= What you need to do =
**a.** In the article on nuclear FGFR1, what kind of cells did the UB scientists use in their experiments?
**b.** Continue the article on nuclear FGFR1 from the point where it stops.
╭─ Text under study
Think of an especially active, hands-on orchestra conductor who shuns the podium, roams the orchestra pit, and urges principle musicians from diverse ensembles to play together and realize the score. That’s roughly what happens during stem cell development, except the conductor is a single “master” growth factor receptor, the orchestra pit is the nucleus, the principal musicians and instrumental ensembles are promoters and transcription factors, and the score is, well, ontogenesis itself.

The master growth factor is nuclear Fibroblast Growth Factor Receptor 1 (nFGFR1). It has been known to govern gastrulation, the formation of the three-layered embryonic structure that occurs early in development. And it is known to play a major role in the development of the central and peripheral nervous systems and the development of the body’s major system’s including muscles and bones.

Exactly how nFGFR1 accomplishes all these tasks, however, hasn’t been clear. But now scientists at the University of Buffalo (UB) have found that nFGFR1 orchestrates the entire genomic orchestra. In doing so, the scientists, led by Michal K. Stachowiak, Ph.D., are challenging a long-held supposition that specific types of growth factors only function at a cell’s surface. According to Dr. Stachowiak and his colleagues, their work confirms that growth factors also operate from within the nucleus.

A more advanced understanding of how organisms form, based on this work, has the potential to significantly enhance the understanding and treatment of cancers, which result from uncontrolled development as well as congenital diseases, the UB scientists say. The new research also will contribute to the understanding of how stem cells work.

The UB scientists’ findings appeared April 29 in PLOS ONE, in an article entitled, “Global Developmental Gene Programing Involves a Nuclear Form of Fibroblast Growth Factor Receptor-1 (FGFR1).” The article describes how UB scientists used genome-wide sequencing and loss- and gain-of-function experiments to reveal how nFGFR1 regulates gene expression. The UB scientists used pluripotent embryonic stem cells from mice, and observed how nFGFR1 made it possible for them to differentiate into neuronal cells in response to retinoic acid.
╰─
╭─ Extracted data
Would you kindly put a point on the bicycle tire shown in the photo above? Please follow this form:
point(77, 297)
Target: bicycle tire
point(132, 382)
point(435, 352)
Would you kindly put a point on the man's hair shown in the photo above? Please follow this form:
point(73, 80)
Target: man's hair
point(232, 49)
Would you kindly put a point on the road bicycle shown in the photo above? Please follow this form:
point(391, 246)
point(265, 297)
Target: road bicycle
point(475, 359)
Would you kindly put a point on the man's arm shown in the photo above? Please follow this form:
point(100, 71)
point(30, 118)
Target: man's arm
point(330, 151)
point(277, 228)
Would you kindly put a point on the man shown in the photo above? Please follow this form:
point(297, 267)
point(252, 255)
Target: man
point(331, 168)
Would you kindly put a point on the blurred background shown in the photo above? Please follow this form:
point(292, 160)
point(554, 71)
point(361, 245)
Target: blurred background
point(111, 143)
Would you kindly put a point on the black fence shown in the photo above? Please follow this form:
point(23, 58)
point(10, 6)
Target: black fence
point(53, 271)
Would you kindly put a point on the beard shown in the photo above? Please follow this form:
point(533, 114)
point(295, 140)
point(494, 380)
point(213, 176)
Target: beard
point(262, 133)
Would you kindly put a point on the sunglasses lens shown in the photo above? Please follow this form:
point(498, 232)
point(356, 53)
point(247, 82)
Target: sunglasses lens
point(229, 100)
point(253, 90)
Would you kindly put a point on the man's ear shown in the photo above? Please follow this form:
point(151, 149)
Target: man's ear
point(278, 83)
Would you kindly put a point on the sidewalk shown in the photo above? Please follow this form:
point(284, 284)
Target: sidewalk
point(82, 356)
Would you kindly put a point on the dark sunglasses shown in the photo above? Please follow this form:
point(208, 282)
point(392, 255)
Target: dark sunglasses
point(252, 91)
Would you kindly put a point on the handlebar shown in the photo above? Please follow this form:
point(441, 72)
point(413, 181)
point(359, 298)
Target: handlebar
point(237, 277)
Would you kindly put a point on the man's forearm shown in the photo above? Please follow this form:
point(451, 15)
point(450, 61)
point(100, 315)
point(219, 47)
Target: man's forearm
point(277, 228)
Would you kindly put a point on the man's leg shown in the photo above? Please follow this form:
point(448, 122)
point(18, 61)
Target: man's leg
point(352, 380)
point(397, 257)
╰─
╭─ Extracted data
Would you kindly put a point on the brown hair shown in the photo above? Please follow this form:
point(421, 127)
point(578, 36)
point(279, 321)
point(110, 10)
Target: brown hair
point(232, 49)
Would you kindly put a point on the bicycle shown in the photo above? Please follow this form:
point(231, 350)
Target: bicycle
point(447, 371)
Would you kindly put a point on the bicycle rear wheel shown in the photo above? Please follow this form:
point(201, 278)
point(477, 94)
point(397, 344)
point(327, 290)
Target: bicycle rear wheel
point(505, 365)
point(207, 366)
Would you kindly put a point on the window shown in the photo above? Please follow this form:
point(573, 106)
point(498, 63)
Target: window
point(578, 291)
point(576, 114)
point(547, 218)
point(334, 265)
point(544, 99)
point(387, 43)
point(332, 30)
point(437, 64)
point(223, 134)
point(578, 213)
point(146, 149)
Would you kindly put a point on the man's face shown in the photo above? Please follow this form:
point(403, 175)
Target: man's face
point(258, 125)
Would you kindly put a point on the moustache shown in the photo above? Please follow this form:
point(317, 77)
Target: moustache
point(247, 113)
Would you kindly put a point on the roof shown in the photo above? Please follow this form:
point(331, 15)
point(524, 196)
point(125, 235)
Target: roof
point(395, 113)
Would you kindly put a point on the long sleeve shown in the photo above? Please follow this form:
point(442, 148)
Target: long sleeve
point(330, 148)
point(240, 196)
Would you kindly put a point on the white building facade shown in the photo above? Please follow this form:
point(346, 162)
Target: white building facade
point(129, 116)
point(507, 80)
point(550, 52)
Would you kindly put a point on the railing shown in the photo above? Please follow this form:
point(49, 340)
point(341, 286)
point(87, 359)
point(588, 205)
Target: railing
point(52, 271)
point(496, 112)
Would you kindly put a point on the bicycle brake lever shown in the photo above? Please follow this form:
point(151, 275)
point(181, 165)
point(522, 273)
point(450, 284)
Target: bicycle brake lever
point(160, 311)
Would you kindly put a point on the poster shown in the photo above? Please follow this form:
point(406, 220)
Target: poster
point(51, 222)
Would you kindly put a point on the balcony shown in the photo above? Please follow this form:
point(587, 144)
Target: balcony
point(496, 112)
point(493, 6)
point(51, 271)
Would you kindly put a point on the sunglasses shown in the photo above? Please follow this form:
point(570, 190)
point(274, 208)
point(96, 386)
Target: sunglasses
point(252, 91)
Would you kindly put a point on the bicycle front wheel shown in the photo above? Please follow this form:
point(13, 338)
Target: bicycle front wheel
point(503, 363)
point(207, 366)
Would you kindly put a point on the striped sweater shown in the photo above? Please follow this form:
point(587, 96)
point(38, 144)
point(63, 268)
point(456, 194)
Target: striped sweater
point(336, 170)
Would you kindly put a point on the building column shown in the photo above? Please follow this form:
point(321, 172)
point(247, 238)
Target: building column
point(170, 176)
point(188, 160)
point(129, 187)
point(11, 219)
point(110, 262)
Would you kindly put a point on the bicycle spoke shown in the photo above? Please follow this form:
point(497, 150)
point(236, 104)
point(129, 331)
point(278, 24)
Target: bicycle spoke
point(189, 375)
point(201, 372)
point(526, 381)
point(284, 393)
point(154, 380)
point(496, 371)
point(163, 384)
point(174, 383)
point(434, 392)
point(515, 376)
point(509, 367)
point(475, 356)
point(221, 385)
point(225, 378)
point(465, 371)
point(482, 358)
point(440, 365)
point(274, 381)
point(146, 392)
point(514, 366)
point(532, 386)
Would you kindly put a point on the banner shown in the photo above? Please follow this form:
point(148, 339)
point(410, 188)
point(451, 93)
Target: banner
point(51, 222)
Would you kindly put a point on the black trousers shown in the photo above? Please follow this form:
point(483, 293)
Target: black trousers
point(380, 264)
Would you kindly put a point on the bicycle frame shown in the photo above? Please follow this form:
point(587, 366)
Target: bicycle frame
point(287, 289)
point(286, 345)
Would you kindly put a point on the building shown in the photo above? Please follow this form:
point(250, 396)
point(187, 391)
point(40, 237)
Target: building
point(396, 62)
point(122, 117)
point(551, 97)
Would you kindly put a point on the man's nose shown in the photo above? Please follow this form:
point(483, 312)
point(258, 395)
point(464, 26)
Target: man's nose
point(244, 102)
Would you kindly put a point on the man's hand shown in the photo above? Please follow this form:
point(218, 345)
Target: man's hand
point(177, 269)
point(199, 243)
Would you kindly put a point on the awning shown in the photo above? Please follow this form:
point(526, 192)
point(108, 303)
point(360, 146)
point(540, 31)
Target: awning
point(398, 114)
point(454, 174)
╰─
╭─ Extracted data
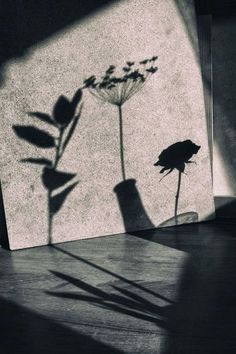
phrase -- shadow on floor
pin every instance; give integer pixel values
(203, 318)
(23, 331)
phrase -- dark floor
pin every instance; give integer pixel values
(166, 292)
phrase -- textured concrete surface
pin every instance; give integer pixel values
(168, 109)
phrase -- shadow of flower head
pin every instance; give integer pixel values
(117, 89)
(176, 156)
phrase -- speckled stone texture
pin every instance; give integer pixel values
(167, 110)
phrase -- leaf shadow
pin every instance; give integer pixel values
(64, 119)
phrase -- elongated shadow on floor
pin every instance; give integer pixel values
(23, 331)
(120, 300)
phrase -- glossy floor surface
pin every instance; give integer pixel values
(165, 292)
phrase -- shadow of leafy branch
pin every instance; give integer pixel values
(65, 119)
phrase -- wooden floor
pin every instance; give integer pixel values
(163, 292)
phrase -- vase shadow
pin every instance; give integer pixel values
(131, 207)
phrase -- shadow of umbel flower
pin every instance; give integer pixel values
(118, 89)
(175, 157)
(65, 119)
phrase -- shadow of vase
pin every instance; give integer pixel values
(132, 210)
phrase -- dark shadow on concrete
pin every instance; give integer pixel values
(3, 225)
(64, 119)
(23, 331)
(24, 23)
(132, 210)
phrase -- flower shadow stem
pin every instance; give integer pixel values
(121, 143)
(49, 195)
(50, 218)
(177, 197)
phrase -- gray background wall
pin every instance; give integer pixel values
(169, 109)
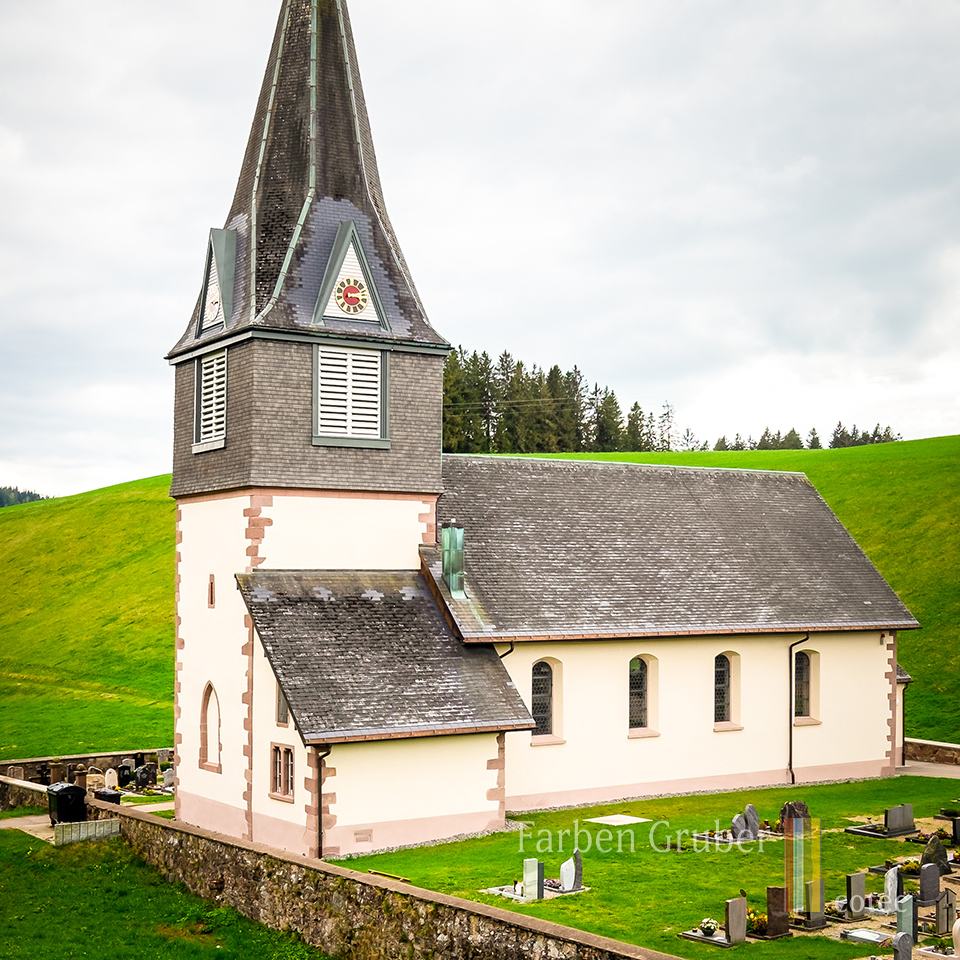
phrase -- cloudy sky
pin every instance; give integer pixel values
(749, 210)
╰─
= Answers to each task =
**a.** Pluripotent embryonic stem cells from mice.

**b.**
“The present study establishes nFGFR1 as a global factor that controls the genome by binding the promoters of thousands of genes, and consensus DNA sequences of diverse [transcription factor] families,” wrote the authors. “As such, it identifies a previously unknown, multifaceted form of control of major ontogenic pathways and gene networks.”

“nFGFR1 targets genes on all mouse chromosomes in a nonrandom manner, and has a distribution similar to those of two established nFGFR1 partner [transcription factors]: RXR and Nur77,” the authors continued. “Like the binding sites of RXR and Nur77, those of nFGFR1 were present throughout the genome, but most highly concentrated within regulatory regions.”

“We’ve known that the human body has almost 30,000 genes that must be controlled by thousands of transcription factors that bind to those genes, yet we didn't understand how the activities of genes were coordinated so that they properly develop into an organism,” Dr. Stachowiak said. “Now we think we have discovered what may be the most important player, which organizes this cacophony of genes into a symphony of biological development with logical pathways and circuits.”

The UB team determined that nFGFR1 not only binds to genes that make neurons and muscles, it aslo binds TP 53, an oncogene that is involved in a number of common cancers.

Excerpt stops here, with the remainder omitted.